**Data for this exercise**
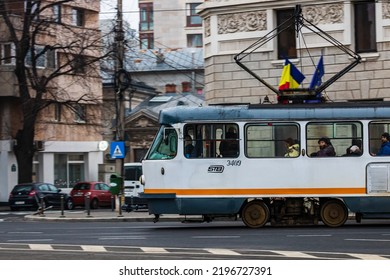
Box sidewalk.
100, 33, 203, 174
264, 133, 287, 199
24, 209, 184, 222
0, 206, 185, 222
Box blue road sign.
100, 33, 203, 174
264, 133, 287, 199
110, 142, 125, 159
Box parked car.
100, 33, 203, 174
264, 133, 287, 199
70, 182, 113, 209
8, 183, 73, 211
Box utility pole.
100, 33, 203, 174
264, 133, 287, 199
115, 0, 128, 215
==
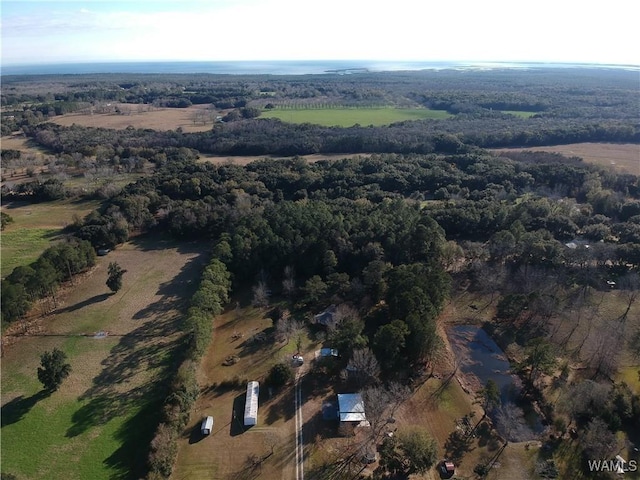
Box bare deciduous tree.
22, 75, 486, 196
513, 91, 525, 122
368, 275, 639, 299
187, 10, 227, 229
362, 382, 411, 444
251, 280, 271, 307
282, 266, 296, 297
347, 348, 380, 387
==
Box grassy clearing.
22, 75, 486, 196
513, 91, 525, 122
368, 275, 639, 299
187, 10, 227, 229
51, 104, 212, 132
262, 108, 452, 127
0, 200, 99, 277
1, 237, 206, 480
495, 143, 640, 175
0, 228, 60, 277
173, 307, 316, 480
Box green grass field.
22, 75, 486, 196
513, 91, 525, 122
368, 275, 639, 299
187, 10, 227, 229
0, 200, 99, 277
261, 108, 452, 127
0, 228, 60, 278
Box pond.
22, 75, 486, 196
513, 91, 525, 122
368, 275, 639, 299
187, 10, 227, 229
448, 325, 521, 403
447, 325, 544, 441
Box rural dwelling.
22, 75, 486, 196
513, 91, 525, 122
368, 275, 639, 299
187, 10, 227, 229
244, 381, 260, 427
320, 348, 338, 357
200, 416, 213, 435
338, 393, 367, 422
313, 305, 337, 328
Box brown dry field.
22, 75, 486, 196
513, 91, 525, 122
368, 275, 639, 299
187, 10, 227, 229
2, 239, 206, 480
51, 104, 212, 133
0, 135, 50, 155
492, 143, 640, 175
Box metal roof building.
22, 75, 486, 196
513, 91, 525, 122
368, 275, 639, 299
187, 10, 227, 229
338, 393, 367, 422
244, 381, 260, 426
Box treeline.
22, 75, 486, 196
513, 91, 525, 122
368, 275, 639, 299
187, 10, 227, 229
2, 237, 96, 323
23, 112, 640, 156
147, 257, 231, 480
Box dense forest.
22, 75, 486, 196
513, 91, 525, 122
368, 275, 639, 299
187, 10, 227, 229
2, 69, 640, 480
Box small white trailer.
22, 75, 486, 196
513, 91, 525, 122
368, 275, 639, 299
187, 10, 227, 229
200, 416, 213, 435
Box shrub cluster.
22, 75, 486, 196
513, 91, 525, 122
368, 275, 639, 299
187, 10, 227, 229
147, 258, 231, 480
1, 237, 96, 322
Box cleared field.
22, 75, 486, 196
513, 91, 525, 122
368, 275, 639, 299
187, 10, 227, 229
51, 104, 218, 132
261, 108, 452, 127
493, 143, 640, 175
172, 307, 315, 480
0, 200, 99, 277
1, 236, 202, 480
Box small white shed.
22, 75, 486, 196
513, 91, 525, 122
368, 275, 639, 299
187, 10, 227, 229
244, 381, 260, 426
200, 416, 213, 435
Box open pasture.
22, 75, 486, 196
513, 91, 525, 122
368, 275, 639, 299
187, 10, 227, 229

**Problem details**
Can you output the lines that begin at the one containing "Box treeline." and stop after the one containing "2, 69, 640, 480" as a numbered list, leaving out any blank lines?

**Full solution**
1. Box treeline.
2. 22, 75, 486, 196
3. 513, 91, 525, 122
4. 368, 275, 639, 299
5. 187, 10, 227, 229
6. 2, 237, 96, 323
7. 23, 112, 640, 156
8. 147, 257, 231, 480
9. Box dense forest.
10. 22, 75, 486, 196
11. 513, 91, 525, 122
12. 368, 275, 639, 299
13. 187, 10, 227, 229
14. 2, 69, 640, 480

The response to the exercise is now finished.